Uraian Tugas:
Menurut kutipan tentang kegiatan menanam sayur di sekolah, benih tanaman apa saja yang ditanam anak-anak?

Kutipan:
════════
INFO NASIONAL — Wajah ceria anak-anak itu terlihat jelas ketika mereka melakukan kegiatan menanam sayur-sayuran di halaman sekolah. Tingkah lucu anak menyemai bibit tanaman sayur selintas tak berbeda dengan anak prasekolah pada umumnya. Sesekali guru harus membetulkan cara menggunakan peralatan dan menanam benih terong, tomat, dan cabai yang benar kepada anak-anak yang tampak kebingungan.
Aba-aba, semangat, dan apresiasi kepada setiap anak selalu diberikan oleh guru selama kegiatan berlangsung. Satu persatu nama anak terdengar disebutkan dan diberi pujian ketika mereka dapat menyelesaikan tugasnya.
════════
Cuplikan Data:
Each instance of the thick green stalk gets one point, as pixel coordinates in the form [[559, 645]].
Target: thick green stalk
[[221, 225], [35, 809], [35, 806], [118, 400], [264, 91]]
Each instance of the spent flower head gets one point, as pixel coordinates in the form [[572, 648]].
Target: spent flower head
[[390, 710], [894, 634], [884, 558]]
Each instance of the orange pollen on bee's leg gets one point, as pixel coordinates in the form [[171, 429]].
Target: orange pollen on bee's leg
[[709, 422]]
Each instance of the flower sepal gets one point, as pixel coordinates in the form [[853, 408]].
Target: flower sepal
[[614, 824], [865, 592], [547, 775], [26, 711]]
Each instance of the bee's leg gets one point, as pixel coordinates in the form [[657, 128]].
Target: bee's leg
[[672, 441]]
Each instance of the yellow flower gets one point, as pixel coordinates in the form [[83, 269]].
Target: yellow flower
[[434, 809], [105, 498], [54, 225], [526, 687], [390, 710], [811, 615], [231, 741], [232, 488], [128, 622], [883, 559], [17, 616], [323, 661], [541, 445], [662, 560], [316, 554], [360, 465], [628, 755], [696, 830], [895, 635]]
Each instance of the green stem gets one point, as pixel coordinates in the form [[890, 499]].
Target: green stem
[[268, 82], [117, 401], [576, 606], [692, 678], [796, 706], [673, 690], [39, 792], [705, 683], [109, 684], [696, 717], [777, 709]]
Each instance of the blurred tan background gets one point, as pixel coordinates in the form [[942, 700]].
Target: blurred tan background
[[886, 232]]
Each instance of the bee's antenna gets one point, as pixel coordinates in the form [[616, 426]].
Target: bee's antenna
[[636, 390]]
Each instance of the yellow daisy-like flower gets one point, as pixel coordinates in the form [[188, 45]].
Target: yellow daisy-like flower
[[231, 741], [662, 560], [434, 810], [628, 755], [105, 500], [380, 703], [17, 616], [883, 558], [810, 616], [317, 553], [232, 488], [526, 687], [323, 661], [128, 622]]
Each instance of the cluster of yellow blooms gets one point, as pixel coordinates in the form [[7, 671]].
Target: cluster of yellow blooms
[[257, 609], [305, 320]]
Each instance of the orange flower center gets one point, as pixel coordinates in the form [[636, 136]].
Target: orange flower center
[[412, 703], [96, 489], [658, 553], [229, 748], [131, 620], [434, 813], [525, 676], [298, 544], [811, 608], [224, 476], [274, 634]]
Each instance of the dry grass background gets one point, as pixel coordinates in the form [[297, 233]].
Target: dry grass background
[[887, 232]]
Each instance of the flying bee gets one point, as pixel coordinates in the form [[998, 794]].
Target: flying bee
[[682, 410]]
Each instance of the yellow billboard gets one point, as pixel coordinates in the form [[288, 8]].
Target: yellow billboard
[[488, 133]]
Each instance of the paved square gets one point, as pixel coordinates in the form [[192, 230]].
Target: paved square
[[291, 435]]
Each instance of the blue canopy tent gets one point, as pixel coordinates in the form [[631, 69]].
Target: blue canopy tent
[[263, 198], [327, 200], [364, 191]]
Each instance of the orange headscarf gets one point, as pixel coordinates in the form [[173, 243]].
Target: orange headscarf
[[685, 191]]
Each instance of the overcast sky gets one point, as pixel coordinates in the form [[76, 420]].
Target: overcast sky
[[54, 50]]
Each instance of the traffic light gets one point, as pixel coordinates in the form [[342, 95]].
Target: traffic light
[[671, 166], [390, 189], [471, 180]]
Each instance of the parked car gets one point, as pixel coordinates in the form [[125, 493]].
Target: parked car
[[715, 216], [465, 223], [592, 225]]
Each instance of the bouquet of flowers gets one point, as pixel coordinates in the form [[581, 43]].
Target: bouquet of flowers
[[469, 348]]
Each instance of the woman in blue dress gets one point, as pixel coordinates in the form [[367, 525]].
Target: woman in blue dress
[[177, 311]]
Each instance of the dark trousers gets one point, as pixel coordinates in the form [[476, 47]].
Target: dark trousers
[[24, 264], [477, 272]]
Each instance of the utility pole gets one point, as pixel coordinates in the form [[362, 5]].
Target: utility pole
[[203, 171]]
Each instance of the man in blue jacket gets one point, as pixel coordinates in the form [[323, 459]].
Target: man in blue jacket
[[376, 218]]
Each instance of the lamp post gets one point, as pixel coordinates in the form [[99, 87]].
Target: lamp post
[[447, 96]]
════════
Jawaban Latihan:
Terong, tomat, dan cabai.